→ WHAT IS NEEDED: Check the listing that follows and work out how many lines include "pointer". The reply is that number alone.

→ DATA:

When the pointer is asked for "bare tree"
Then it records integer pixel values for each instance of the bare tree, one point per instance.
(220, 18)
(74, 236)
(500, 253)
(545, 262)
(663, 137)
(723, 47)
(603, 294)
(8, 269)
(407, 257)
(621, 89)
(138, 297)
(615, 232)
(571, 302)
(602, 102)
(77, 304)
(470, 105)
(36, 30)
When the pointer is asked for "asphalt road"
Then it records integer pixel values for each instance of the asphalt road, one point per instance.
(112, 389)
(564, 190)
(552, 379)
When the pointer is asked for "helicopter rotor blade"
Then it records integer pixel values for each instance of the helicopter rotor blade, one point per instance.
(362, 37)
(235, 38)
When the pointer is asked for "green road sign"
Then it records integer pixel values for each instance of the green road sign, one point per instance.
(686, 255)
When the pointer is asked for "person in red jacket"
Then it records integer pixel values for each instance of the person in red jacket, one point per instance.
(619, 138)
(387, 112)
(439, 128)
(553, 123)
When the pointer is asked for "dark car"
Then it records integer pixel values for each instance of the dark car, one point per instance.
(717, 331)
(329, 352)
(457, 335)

→ TASK RESULT: 6